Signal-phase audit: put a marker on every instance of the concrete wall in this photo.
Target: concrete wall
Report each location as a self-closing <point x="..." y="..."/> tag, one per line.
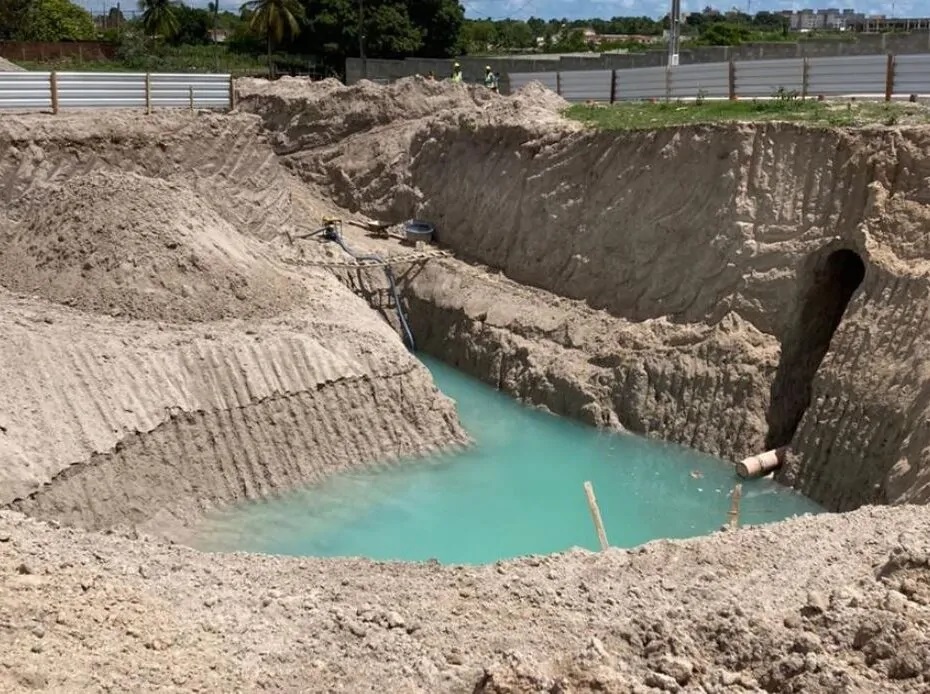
<point x="473" y="68"/>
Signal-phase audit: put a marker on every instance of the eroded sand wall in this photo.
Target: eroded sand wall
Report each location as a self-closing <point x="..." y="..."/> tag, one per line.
<point x="698" y="226"/>
<point x="159" y="358"/>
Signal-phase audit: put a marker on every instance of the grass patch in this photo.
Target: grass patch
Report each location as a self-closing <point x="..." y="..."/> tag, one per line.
<point x="650" y="116"/>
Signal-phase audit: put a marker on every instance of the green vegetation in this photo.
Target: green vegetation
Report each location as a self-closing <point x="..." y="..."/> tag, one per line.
<point x="55" y="20"/>
<point x="650" y="116"/>
<point x="305" y="36"/>
<point x="169" y="35"/>
<point x="272" y="18"/>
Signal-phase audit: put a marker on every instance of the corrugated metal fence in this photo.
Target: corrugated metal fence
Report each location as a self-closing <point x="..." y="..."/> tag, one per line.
<point x="56" y="91"/>
<point x="863" y="76"/>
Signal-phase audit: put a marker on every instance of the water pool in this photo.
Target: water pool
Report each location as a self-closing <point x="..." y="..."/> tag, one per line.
<point x="517" y="491"/>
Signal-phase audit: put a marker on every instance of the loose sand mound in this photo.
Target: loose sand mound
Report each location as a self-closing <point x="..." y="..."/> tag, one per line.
<point x="689" y="225"/>
<point x="312" y="114"/>
<point x="830" y="604"/>
<point x="129" y="245"/>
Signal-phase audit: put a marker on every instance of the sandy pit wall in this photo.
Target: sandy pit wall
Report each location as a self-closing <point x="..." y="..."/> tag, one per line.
<point x="696" y="227"/>
<point x="159" y="359"/>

┄┄┄┄┄┄

> [TASK TO COMPLETE]
Would you return, unchanged, the lines from the one containing "Signal-phase audit: put a marker on every instance of the water" through the end of the entries?

> [EXERCISE RESPONSE]
Signal-phase audit: put a marker on every instance of the water pool in this photo.
Target: water pool
Report each location as a self-closing <point x="..." y="..."/> tag, one per line.
<point x="517" y="491"/>
Signal-phase audit: put a marker on every instance of the loose sand mound in this photo.
Target: loose sand mound
Report each location as a self-closing <point x="..." y="..."/> tag, one per line.
<point x="689" y="225"/>
<point x="312" y="114"/>
<point x="830" y="604"/>
<point x="129" y="245"/>
Signal-phase audit: put a marker on every instance of the sandy pit wall in this photo.
Target: sandy pit wall
Report each location as a self-closing <point x="..." y="..."/> tag, one per line.
<point x="696" y="227"/>
<point x="159" y="359"/>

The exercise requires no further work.